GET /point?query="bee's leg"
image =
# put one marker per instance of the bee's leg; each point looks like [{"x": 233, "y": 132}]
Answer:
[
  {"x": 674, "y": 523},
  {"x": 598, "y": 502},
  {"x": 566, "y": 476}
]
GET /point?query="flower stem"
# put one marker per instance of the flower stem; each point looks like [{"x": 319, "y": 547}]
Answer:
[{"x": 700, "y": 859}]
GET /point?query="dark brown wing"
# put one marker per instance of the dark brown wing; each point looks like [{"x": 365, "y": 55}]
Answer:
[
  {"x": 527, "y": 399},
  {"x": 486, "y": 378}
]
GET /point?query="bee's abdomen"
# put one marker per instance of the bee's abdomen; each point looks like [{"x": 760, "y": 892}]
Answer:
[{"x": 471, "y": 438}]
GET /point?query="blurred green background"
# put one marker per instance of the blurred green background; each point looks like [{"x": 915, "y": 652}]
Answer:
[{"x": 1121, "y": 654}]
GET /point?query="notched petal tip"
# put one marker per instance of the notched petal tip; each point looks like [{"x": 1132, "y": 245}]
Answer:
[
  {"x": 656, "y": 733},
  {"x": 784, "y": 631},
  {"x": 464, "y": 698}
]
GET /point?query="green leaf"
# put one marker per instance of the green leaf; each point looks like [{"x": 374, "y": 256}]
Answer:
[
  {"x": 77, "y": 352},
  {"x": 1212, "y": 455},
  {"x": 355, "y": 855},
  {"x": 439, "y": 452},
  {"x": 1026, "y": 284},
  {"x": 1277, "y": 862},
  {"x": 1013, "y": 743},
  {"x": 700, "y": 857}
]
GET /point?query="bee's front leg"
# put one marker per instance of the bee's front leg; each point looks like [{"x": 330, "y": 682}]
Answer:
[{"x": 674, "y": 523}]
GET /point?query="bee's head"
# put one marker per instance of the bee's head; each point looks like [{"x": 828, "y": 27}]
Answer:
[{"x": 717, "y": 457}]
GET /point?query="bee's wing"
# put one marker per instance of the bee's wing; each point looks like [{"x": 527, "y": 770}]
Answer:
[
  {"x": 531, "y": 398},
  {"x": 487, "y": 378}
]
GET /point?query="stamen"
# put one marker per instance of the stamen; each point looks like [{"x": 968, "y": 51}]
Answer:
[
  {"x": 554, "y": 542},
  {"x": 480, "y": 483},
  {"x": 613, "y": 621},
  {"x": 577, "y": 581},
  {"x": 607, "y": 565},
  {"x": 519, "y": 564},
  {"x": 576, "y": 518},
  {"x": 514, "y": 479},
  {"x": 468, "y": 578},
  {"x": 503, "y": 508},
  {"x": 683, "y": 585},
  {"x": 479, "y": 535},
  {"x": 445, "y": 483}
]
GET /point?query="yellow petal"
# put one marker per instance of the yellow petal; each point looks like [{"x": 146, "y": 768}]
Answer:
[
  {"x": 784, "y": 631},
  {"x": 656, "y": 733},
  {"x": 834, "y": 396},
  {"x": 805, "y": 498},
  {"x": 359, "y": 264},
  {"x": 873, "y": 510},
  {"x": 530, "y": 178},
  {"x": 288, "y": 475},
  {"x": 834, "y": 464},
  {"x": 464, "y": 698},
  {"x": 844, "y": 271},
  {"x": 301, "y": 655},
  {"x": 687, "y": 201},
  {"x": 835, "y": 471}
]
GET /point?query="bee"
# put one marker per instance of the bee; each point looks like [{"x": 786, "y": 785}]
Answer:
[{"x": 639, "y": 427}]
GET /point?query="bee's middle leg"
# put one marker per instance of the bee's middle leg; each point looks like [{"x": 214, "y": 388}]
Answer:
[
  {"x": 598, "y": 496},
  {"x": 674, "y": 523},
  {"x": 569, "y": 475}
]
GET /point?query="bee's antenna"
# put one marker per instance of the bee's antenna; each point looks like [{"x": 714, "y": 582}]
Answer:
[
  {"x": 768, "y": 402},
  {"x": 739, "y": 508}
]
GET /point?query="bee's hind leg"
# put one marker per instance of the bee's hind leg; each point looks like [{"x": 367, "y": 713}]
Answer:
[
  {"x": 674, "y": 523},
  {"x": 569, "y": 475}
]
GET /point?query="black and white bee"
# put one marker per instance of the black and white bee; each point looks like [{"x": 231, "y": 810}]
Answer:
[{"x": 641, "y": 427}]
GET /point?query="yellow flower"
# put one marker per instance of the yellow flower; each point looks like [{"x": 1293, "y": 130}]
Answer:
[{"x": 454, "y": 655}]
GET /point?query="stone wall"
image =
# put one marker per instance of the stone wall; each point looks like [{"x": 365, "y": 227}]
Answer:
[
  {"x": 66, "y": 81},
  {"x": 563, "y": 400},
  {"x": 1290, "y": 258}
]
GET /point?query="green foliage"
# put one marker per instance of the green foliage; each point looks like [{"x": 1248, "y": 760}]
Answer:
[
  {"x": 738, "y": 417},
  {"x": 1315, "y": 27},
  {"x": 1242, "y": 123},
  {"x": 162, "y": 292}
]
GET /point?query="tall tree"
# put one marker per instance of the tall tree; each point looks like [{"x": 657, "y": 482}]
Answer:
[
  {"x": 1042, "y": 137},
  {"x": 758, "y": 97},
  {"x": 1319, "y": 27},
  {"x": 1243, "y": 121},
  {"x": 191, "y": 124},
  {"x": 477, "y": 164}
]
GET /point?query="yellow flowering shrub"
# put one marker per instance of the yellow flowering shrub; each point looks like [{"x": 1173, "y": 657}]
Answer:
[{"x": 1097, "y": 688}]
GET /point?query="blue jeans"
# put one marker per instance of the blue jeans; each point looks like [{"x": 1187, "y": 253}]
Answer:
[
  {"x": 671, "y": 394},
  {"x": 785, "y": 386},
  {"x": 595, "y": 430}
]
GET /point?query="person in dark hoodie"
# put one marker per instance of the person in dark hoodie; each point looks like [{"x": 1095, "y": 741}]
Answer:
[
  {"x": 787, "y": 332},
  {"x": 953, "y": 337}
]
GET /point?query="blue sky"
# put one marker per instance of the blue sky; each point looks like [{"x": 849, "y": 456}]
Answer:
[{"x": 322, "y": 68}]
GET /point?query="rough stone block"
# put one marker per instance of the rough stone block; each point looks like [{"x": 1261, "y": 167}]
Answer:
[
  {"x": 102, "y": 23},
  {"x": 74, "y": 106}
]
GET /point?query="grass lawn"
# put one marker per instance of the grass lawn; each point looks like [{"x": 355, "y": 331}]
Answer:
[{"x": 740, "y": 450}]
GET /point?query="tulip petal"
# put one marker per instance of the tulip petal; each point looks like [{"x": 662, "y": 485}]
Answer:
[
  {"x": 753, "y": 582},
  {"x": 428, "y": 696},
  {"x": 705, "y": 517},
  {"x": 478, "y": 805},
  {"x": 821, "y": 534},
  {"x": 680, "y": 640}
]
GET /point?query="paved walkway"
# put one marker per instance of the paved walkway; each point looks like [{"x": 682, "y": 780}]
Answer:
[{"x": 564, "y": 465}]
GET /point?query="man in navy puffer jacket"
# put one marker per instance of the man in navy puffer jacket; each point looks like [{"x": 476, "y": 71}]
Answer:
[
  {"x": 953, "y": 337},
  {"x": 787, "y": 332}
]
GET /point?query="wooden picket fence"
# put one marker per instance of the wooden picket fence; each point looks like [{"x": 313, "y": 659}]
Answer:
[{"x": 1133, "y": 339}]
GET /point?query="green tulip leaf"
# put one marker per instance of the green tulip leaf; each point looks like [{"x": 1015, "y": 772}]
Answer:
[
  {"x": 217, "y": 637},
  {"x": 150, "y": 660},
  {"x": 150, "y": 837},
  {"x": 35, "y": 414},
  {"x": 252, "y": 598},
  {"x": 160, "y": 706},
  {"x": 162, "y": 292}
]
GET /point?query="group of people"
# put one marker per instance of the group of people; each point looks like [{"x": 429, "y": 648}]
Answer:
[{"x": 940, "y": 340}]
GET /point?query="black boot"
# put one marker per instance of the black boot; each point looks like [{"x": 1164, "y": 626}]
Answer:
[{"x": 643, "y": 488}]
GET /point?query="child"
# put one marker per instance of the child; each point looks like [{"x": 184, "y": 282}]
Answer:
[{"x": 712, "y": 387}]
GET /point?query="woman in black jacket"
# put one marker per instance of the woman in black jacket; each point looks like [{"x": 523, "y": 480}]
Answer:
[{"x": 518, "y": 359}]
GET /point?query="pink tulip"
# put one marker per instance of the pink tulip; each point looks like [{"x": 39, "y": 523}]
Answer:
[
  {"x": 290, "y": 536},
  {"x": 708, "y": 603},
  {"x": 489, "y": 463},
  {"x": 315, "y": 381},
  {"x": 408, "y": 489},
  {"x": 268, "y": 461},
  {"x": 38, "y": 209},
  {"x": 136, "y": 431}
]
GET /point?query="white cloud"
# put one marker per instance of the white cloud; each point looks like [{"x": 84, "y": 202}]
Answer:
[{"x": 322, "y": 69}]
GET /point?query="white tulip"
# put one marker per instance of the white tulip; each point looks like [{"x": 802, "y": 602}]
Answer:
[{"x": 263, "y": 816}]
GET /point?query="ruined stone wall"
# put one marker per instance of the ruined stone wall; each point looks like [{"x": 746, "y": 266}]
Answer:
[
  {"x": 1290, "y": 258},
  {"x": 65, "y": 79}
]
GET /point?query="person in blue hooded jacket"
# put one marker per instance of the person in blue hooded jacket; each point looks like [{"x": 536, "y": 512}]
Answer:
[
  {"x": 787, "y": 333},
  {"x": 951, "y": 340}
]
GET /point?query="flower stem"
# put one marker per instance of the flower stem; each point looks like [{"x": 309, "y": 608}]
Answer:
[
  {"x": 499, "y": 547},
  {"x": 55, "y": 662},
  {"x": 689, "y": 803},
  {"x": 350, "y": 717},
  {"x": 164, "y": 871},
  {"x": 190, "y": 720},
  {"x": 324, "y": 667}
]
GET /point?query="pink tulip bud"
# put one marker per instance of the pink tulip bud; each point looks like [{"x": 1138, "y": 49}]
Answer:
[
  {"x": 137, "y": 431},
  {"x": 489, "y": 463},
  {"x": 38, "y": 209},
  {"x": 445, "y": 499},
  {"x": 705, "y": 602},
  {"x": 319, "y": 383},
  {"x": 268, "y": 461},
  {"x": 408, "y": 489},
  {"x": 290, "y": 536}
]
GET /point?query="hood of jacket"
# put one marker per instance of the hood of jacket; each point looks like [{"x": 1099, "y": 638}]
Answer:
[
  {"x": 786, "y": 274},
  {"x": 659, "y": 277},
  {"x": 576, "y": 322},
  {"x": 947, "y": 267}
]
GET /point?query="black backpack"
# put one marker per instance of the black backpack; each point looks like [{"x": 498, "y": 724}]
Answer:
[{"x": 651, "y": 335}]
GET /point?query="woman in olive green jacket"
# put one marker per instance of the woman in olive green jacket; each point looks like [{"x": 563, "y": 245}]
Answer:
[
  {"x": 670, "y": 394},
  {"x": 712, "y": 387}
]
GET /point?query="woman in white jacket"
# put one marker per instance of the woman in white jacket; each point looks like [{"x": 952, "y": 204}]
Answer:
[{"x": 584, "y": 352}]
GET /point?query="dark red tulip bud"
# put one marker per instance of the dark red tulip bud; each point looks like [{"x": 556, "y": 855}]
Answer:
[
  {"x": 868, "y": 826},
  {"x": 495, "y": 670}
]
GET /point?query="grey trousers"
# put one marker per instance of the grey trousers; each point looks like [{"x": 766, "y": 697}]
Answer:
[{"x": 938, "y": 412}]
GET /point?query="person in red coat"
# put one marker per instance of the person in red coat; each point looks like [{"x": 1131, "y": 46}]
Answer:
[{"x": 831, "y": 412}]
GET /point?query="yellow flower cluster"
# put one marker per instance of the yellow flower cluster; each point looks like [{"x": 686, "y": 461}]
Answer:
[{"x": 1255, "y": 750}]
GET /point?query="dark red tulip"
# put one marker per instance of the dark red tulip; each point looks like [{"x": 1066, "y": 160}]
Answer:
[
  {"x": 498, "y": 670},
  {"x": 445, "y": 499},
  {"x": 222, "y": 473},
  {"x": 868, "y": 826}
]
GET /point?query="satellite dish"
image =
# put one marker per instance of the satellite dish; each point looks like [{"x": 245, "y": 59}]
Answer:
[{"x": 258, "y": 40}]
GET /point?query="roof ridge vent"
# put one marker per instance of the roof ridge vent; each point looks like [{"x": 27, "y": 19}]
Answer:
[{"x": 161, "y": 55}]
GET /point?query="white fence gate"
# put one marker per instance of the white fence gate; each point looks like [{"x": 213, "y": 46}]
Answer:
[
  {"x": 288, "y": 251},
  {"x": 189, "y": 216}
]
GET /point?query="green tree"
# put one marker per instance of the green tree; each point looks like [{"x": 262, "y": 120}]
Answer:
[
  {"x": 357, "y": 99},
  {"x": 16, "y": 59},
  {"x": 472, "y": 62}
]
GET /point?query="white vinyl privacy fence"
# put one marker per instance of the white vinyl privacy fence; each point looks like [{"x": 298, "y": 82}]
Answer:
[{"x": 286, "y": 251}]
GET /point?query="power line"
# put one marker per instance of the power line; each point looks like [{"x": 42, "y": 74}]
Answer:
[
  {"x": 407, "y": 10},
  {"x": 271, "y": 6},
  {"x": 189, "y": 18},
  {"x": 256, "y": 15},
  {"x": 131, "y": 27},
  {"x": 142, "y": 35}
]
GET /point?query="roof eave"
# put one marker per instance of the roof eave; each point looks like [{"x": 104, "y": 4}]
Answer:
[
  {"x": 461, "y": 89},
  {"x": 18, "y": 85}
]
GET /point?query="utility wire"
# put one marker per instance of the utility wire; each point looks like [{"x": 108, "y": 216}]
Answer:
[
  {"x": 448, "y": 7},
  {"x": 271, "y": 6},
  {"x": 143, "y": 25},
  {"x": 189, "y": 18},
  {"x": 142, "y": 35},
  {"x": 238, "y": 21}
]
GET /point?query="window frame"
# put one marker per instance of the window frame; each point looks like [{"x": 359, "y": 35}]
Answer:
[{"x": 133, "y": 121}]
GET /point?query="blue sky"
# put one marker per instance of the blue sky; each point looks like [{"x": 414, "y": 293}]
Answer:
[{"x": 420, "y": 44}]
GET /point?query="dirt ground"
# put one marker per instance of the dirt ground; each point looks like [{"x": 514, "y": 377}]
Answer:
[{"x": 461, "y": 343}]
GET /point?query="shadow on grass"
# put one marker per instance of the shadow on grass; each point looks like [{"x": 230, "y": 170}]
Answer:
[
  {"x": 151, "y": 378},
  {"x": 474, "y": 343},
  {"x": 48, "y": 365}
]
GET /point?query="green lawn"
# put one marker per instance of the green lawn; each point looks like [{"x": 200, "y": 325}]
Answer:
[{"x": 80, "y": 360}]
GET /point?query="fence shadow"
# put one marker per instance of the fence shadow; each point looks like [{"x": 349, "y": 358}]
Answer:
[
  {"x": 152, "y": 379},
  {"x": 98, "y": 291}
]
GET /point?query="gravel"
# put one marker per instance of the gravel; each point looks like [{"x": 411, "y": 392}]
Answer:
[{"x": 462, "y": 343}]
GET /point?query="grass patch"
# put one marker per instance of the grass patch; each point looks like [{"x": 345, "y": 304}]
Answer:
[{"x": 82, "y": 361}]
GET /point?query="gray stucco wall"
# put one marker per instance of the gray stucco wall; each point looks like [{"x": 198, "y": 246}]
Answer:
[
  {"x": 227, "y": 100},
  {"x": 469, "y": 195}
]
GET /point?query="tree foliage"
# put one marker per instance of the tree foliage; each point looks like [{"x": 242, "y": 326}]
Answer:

::::::::::

▸ Exercise directions
Your answer should be every line above that contains the word "wooden".

▸ Task answer
GET /point?query="wooden picket fence"
# put one marker per instance of the wooden picket fence; each point looks like [{"x": 313, "y": 659}]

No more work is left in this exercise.